/---

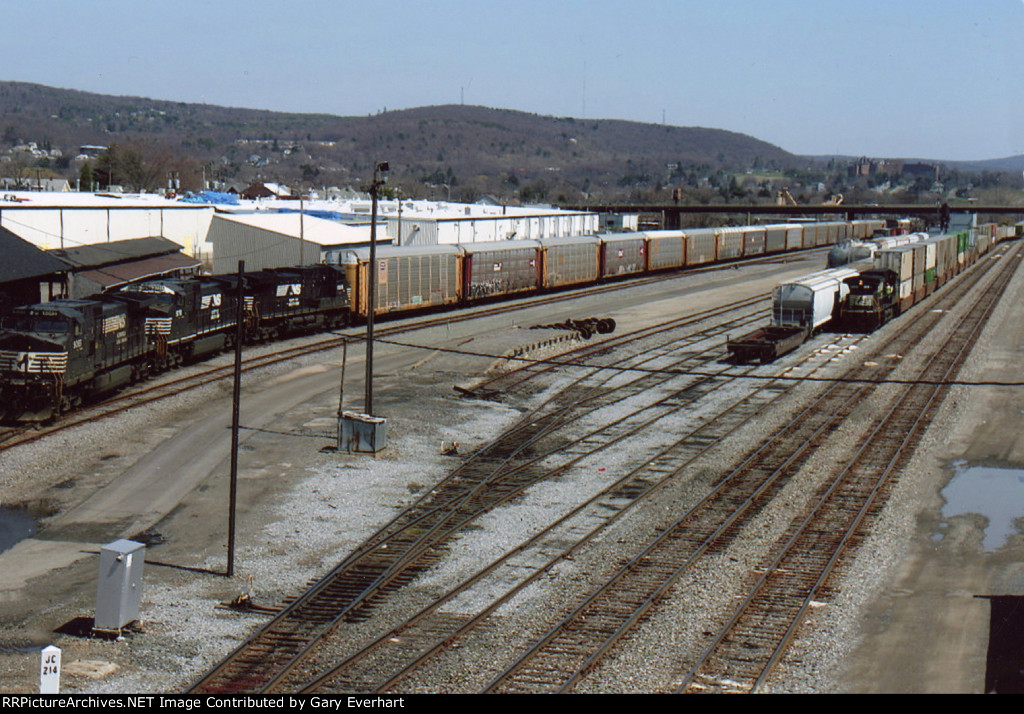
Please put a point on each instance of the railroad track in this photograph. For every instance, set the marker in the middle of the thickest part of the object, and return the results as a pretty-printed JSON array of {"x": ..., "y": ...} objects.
[
  {"x": 396, "y": 655},
  {"x": 743, "y": 653},
  {"x": 154, "y": 391},
  {"x": 494, "y": 475},
  {"x": 558, "y": 660}
]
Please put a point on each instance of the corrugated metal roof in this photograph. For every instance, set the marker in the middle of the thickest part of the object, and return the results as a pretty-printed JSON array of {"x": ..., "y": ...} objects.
[
  {"x": 318, "y": 231},
  {"x": 22, "y": 259},
  {"x": 113, "y": 276},
  {"x": 116, "y": 251}
]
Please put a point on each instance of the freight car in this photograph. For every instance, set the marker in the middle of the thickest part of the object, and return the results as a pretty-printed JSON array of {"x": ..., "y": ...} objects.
[
  {"x": 55, "y": 354},
  {"x": 903, "y": 271},
  {"x": 870, "y": 302}
]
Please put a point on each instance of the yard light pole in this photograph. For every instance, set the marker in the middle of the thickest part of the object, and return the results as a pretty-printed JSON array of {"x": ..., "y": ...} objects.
[{"x": 380, "y": 178}]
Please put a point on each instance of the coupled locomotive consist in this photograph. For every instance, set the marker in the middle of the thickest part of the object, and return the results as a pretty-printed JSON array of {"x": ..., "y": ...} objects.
[
  {"x": 862, "y": 297},
  {"x": 56, "y": 354},
  {"x": 871, "y": 300}
]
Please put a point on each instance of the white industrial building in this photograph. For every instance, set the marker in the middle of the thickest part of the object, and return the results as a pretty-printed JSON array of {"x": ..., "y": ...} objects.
[
  {"x": 280, "y": 240},
  {"x": 55, "y": 220},
  {"x": 423, "y": 223}
]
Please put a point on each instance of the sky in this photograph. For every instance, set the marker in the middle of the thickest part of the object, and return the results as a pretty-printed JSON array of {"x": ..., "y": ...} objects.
[{"x": 929, "y": 79}]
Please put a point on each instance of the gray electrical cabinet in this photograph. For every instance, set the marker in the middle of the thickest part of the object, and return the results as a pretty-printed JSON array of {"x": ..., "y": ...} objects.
[
  {"x": 361, "y": 432},
  {"x": 120, "y": 588}
]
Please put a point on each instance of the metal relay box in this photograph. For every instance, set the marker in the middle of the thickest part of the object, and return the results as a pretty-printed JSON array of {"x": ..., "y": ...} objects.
[{"x": 120, "y": 588}]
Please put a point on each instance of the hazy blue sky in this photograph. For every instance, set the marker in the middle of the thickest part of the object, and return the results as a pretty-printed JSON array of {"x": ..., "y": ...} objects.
[{"x": 941, "y": 79}]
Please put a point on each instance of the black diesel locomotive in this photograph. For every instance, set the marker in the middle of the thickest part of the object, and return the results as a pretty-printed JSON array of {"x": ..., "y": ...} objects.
[
  {"x": 872, "y": 300},
  {"x": 56, "y": 354}
]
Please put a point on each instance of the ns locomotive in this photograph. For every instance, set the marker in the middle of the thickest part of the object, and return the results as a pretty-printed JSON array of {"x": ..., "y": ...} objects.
[{"x": 54, "y": 355}]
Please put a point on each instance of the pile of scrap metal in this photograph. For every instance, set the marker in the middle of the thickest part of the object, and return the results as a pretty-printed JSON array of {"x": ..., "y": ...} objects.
[{"x": 586, "y": 328}]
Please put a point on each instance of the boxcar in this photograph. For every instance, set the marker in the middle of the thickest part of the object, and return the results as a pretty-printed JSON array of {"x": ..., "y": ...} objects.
[
  {"x": 730, "y": 243},
  {"x": 569, "y": 260},
  {"x": 701, "y": 247},
  {"x": 624, "y": 254},
  {"x": 408, "y": 278},
  {"x": 754, "y": 241},
  {"x": 666, "y": 250},
  {"x": 505, "y": 267},
  {"x": 809, "y": 301},
  {"x": 775, "y": 238}
]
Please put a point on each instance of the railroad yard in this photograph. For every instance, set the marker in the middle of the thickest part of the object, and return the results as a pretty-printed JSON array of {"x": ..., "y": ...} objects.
[{"x": 603, "y": 515}]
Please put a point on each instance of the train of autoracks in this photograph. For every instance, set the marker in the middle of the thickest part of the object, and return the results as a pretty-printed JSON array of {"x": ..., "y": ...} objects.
[{"x": 55, "y": 355}]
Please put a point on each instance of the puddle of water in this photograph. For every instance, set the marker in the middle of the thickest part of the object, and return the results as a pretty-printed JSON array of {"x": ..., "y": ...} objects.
[
  {"x": 995, "y": 493},
  {"x": 14, "y": 526}
]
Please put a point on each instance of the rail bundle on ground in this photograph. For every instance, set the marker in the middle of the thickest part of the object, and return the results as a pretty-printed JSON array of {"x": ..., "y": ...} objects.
[{"x": 864, "y": 295}]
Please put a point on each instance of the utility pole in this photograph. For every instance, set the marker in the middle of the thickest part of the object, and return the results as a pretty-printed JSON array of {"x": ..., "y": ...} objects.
[
  {"x": 380, "y": 177},
  {"x": 236, "y": 399}
]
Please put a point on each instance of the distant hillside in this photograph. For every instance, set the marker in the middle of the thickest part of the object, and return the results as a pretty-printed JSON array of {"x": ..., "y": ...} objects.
[{"x": 467, "y": 151}]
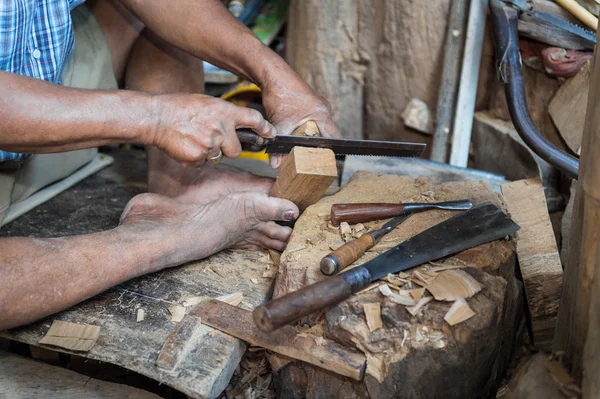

\---

:: What you need to do ::
Locate every line of the rows above that contains the string "autoracks", and copy each such line in full. Case counts.

:: Result for this task ::
Please put a point on each instance of the train of autoracks in this photograph. For every instance, set the marker in the middle of the thickest part of the object, and return the results as a pretty-printed JSON array of {"x": ..., "y": ...} objects.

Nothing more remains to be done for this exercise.